Over the last couple of months I’ve embarked on a journey I didn’t quite have a name for originally. The journey of becoming an artisan.
It all began when my husband and I moved from our Texas home to Biloxi, Mississippi so he could begin his career in the Air Force. I found myself having many hard moments in the weeks that followed our first move. After the chaos of moving settled into the new routines of life, I began to feel isolated, alone, and directionless. As everything started in my husband’s career, I felt the ideas I had about mine slip slowly through my fingers. While most of my friends were/are thriving in their mid-twenty careers or grad-school ventures, I placed mine on the back burner, and turned the heat to low, so nothing would scorch while I contemplated my next move. You can ask any of my close friends, I’ve been a quarter-life-identity-crisis prototype. But, in all seriousness, the last ten months have been full of introspection and self discovery. It was scary, humbling, and challenging, but I wouldn’t change it and I finally feel like I’m embracing the direction this next season of life is headed.
As of this time last year, I wanted to pursue a Master’s Degree in Social Work to become a therapist; however the last ten months have held two big moves, which means two new homes, and, what might as well be, two new worlds. I felt like I couldn’t put roots down for myself, much less my career. I also felt my peace shift away from grad-school. I really felt sure it was my next step, but that certainty left me at the threshold of a black door, waiting for a light to click on and illuminate my new purpose.
So I waited.
I started to rethink what I wanted out of this life now and in the future. My brain became the space of a great life inquisition. What did I want my career to look like as a wife and (hopefully-one-day-not-too-too-soon) mother? How did I want to affect the world around me? I started to think about my passions, the things that make me feel alive. Words like restoring, recreating, hospitality, love, faith, warmth, home, family, writing, painting, food, and peaceful environments kept coming to mind when I envisioned my passions.

→ **Dataset entries**
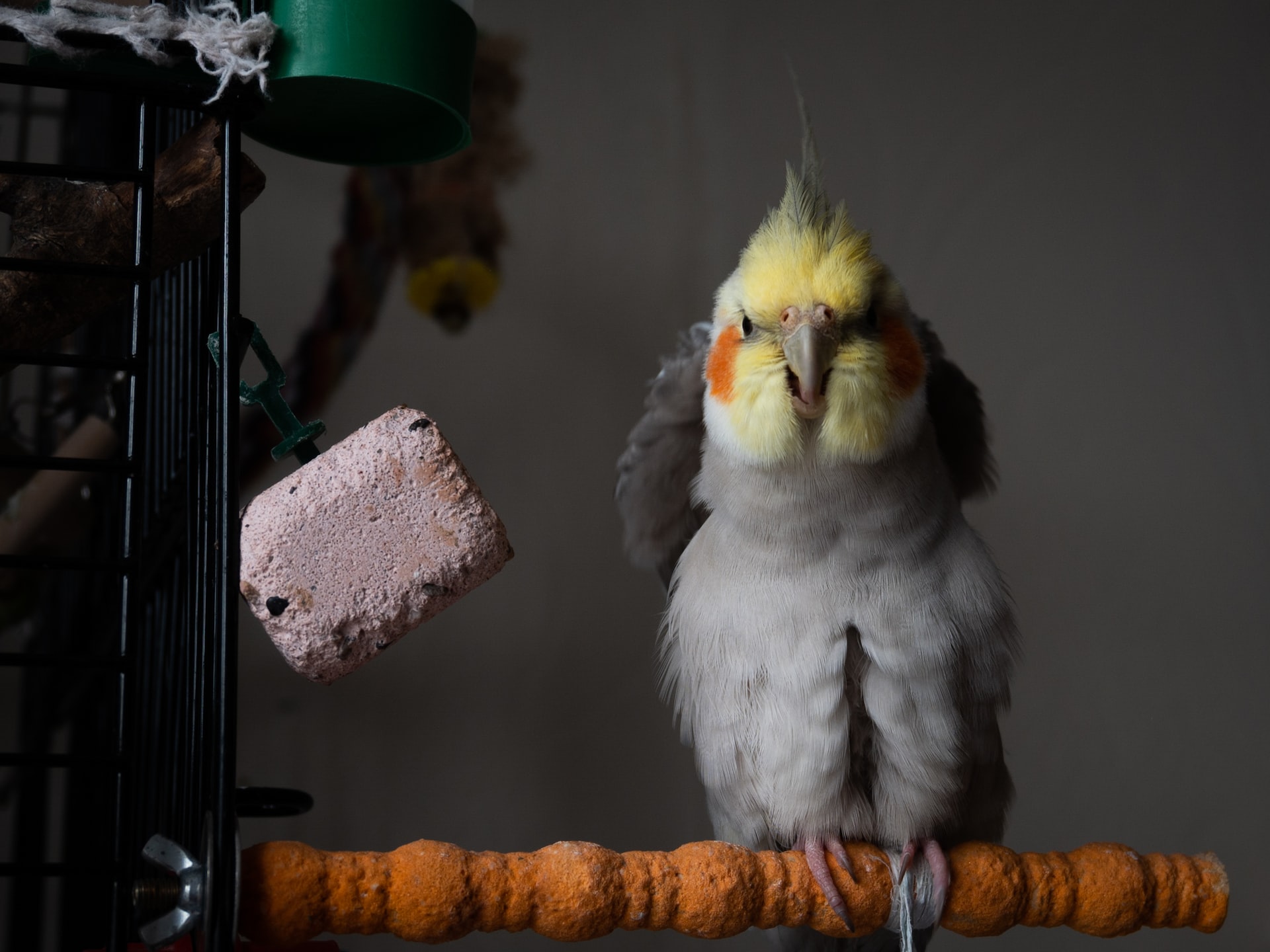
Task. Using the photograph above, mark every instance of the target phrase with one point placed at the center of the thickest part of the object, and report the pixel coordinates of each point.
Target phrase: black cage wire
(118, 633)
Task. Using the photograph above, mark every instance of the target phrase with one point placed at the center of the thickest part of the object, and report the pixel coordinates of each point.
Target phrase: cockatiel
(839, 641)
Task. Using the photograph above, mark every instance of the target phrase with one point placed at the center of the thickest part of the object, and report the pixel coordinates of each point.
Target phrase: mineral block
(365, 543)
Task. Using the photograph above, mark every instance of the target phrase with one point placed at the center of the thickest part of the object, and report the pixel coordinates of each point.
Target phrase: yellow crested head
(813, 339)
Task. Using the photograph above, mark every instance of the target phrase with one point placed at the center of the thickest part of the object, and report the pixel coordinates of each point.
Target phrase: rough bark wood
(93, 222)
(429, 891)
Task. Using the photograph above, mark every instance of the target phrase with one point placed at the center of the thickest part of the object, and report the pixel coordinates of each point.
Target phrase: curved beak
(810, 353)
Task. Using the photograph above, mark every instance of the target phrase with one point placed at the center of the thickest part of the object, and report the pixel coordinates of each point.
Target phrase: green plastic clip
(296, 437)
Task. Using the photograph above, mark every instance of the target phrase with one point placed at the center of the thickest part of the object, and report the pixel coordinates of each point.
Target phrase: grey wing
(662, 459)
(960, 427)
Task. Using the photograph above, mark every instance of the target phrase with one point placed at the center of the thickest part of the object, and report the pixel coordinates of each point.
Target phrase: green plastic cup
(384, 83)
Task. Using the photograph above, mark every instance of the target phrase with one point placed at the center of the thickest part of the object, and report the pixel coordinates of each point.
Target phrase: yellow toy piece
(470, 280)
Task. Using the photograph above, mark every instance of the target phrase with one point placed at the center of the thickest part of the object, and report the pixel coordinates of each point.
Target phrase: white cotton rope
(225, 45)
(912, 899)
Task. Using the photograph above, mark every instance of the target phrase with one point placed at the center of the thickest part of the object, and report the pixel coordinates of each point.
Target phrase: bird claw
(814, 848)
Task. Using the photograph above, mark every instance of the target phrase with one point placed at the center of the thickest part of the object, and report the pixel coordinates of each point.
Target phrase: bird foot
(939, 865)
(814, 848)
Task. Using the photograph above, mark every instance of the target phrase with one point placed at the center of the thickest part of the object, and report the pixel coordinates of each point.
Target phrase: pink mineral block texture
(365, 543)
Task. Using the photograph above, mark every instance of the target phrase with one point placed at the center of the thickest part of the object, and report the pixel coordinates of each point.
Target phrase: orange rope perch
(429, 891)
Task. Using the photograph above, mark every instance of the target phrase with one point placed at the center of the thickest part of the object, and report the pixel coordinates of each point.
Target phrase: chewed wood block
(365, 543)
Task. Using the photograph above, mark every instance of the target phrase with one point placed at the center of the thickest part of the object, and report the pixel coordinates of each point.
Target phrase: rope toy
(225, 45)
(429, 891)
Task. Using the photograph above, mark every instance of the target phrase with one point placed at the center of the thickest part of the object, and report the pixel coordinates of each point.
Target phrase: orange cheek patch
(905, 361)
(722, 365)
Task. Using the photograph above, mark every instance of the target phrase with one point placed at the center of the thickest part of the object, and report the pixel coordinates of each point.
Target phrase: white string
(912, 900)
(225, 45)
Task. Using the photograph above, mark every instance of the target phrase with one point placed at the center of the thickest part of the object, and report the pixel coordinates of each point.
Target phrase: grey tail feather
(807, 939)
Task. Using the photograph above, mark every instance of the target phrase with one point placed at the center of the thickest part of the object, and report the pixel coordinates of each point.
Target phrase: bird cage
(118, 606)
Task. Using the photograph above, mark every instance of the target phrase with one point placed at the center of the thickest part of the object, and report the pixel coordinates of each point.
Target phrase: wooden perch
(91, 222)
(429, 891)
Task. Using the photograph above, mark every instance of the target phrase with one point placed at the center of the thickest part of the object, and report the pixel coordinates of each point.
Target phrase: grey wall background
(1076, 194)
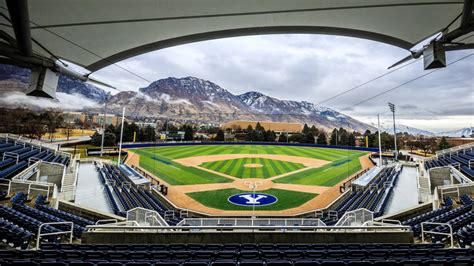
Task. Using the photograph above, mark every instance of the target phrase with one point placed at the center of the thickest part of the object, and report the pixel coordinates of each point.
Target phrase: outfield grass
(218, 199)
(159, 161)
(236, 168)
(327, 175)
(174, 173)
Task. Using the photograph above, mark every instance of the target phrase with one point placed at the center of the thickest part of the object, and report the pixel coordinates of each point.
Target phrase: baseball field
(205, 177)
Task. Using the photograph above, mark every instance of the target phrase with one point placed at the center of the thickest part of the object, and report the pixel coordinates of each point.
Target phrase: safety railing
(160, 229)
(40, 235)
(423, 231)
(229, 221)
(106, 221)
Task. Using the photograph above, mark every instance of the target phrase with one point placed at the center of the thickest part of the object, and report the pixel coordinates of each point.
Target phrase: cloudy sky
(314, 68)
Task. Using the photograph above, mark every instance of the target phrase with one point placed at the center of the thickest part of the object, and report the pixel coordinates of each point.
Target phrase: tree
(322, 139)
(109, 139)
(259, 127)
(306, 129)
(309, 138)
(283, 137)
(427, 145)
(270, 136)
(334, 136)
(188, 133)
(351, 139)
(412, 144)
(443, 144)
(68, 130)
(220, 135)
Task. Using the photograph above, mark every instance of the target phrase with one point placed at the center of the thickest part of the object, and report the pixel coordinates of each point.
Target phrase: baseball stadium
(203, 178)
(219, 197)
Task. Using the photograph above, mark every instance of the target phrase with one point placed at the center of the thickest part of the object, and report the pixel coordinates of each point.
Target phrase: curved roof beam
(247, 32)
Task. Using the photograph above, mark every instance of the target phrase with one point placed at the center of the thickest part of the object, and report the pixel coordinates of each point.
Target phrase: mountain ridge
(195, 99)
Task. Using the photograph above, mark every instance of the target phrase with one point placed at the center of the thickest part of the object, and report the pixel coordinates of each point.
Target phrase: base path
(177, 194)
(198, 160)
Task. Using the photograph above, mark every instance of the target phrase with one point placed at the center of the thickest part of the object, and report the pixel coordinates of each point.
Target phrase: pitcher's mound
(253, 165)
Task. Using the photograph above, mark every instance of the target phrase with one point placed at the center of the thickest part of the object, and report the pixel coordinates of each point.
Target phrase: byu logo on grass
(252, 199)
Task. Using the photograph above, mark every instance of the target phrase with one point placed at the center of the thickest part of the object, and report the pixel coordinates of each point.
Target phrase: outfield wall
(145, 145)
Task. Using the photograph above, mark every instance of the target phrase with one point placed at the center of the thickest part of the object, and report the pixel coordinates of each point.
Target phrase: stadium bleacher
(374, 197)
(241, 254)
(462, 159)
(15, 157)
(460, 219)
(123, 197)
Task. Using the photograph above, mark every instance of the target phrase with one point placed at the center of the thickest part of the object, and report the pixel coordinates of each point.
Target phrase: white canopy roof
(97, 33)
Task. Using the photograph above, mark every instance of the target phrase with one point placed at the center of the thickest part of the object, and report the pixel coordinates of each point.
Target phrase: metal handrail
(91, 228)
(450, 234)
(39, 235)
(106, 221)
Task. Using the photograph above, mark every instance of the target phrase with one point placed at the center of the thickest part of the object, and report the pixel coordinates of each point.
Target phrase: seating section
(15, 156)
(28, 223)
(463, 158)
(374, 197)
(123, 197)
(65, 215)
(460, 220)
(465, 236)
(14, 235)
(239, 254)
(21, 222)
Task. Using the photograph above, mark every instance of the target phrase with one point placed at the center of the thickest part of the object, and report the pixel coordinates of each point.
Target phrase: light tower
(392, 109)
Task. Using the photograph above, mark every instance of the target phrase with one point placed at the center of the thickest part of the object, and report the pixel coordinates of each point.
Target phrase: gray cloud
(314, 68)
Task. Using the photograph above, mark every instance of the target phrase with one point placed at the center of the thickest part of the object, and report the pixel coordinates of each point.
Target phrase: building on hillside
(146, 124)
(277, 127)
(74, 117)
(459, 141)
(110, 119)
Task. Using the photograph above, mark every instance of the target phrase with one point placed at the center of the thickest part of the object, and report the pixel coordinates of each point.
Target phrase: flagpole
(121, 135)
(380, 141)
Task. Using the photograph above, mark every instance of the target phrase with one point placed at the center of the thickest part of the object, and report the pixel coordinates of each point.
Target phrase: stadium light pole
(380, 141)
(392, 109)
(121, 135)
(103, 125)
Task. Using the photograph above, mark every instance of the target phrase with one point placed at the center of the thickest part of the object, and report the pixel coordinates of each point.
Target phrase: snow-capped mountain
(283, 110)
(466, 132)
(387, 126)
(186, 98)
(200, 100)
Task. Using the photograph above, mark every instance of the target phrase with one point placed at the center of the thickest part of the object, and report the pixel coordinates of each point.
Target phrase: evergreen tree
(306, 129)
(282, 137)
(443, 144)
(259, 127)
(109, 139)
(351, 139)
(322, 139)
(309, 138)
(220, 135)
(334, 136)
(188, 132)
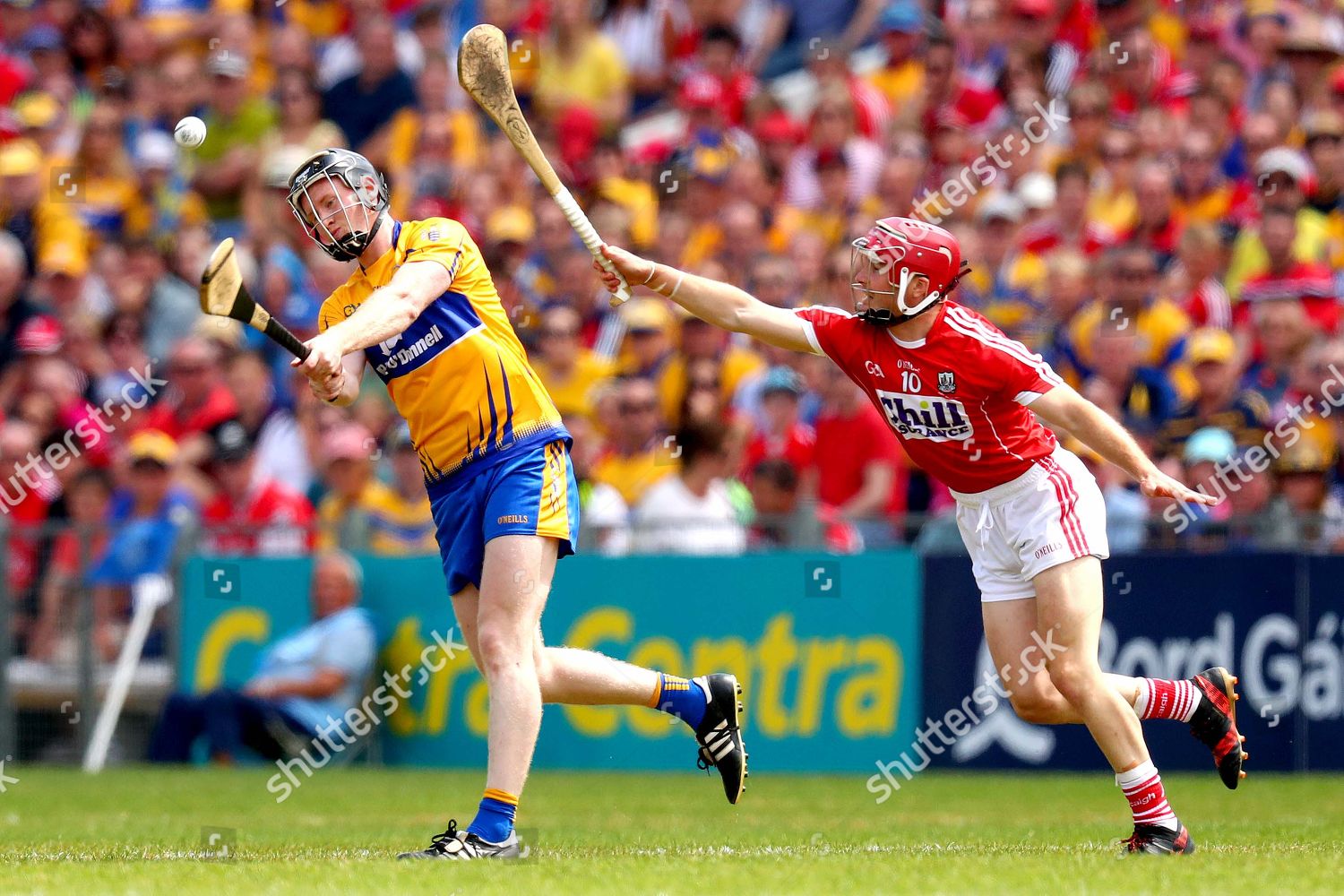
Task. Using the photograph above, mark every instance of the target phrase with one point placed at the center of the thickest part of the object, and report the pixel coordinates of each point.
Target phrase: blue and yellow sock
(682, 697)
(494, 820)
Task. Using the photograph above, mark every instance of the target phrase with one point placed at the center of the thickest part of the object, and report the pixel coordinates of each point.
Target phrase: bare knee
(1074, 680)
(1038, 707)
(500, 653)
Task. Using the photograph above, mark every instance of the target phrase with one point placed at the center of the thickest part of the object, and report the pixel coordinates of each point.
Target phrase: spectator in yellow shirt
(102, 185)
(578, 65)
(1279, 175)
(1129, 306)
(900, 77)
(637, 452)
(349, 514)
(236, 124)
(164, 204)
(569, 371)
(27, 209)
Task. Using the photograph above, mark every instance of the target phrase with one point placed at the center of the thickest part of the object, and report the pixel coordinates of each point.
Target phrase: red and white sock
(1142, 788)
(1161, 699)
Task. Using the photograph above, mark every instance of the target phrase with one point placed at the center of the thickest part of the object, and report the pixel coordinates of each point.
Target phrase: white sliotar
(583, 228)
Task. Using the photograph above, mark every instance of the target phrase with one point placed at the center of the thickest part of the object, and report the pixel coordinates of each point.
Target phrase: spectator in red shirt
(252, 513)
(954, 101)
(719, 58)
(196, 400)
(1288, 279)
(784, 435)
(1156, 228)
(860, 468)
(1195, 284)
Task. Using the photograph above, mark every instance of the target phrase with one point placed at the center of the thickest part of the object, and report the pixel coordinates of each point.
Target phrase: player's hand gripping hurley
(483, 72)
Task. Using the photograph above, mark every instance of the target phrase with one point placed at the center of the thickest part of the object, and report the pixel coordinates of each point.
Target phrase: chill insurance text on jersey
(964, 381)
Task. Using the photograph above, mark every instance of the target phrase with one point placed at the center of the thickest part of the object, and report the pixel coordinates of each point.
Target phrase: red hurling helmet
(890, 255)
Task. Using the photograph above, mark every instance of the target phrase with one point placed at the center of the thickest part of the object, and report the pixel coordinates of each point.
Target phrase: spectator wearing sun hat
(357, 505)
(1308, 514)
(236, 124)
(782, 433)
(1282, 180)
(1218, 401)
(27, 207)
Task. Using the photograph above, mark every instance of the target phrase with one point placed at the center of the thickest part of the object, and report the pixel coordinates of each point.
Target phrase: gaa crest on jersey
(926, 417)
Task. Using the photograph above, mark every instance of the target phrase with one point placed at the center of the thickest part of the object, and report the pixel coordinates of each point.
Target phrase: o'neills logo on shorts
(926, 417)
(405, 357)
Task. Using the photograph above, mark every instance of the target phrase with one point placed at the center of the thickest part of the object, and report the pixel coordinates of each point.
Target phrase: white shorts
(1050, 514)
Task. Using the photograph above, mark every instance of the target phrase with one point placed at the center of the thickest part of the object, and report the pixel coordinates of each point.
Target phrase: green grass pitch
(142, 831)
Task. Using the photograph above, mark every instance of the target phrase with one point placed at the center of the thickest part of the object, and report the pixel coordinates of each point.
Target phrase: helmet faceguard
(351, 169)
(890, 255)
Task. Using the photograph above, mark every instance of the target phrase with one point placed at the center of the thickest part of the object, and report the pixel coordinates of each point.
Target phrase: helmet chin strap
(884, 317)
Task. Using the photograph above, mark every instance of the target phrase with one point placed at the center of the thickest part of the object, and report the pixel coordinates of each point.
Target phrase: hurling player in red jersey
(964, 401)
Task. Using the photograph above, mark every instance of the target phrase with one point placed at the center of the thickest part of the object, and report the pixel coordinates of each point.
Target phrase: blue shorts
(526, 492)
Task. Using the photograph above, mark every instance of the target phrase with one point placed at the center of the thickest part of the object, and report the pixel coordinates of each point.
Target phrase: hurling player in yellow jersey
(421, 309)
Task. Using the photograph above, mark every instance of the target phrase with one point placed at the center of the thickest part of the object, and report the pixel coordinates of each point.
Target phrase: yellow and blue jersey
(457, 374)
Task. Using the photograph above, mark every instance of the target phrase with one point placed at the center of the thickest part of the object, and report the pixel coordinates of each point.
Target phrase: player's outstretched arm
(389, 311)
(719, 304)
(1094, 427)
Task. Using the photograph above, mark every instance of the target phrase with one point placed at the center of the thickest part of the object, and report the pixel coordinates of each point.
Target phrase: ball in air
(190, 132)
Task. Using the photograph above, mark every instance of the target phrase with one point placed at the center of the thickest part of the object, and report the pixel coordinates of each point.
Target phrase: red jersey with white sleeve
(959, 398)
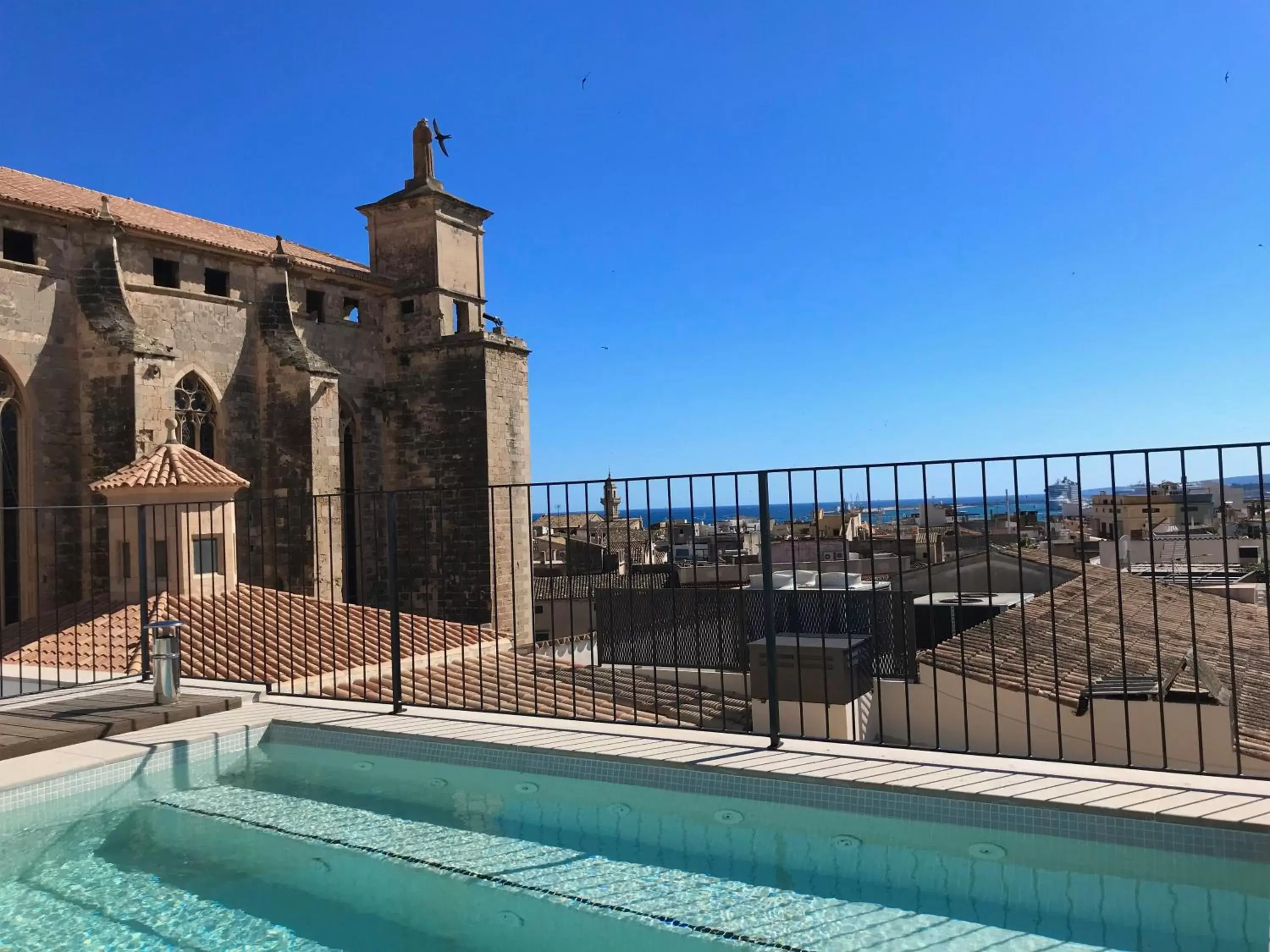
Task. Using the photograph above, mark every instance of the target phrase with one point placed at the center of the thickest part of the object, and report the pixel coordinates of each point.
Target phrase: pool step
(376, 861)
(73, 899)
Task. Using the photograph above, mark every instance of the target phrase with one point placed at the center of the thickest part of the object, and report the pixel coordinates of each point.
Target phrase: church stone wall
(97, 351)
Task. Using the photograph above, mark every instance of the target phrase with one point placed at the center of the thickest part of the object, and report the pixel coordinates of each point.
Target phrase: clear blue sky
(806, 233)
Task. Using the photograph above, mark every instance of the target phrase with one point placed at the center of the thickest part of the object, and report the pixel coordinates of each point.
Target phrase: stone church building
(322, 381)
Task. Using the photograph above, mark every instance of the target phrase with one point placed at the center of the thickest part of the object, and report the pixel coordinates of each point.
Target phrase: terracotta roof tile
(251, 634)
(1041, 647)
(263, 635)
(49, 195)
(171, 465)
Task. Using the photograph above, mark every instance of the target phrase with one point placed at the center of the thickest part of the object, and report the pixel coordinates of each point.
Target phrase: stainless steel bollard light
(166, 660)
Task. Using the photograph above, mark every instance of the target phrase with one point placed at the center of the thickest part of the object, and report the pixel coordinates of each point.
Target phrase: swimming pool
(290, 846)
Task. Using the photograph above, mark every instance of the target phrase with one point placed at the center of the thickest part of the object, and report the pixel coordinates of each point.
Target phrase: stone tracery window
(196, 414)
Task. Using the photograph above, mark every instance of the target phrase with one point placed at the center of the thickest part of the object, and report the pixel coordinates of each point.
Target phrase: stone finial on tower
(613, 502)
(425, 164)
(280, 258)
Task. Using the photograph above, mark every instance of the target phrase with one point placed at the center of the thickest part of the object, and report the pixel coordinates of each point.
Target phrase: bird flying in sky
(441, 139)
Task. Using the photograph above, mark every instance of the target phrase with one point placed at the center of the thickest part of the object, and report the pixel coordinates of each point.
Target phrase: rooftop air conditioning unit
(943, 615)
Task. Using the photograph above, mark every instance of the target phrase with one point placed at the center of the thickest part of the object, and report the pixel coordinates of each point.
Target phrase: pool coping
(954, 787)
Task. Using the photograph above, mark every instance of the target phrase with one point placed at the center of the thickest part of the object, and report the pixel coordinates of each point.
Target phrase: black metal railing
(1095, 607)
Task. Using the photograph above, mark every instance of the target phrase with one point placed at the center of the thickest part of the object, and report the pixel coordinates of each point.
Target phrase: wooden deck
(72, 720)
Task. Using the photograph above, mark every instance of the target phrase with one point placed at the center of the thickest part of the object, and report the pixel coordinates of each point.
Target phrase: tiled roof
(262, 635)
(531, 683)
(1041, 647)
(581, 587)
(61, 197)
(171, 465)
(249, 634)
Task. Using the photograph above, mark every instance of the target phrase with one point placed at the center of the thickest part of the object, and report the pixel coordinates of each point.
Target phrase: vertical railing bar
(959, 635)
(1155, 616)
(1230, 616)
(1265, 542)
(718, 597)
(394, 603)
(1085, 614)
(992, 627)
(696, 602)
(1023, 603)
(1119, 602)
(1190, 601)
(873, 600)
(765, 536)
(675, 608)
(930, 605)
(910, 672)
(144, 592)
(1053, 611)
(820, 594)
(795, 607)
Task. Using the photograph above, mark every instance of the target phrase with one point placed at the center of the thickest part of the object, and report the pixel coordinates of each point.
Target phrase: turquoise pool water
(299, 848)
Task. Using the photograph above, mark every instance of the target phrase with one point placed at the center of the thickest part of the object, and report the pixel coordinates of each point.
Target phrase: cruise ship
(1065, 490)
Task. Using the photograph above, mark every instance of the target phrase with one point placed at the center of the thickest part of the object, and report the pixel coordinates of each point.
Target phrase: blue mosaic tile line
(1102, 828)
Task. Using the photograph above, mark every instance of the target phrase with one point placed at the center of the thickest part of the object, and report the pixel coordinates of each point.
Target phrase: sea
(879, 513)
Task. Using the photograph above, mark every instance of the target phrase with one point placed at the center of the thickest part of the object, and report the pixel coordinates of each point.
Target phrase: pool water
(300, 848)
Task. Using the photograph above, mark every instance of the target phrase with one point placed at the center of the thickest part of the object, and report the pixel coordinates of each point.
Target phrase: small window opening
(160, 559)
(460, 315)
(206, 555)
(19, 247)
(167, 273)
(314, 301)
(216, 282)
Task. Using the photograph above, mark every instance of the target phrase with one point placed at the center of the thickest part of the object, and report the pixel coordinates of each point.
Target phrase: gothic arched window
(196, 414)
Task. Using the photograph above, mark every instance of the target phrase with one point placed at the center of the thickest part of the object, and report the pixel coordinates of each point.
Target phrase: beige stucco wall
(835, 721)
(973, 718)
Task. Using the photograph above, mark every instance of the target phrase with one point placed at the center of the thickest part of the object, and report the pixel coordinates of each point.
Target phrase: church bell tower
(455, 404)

→ **Exercise directions**
From the personal essay about becoming an artisan, take the part that opens with the words containing "So I waited." and closes with "envisioned my passions.", and write it out again, replacing "inquisition" with "examination".

→ **Solution for this exercise**
So I waited.
I started to rethink what I wanted out of this life now and in the future. My brain became the space of a great life examination. What did I want my career to look like as a wife and (hopefully-one-day-not-too-too-soon) mother? How did I want to affect the world around me? I started to think about my passions, the things that make me feel alive. Words like restoring, recreating, hospitality, love, faith, warmth, home, family, writing, painting, food, and peaceful environments kept coming to mind when I envisioned my passions.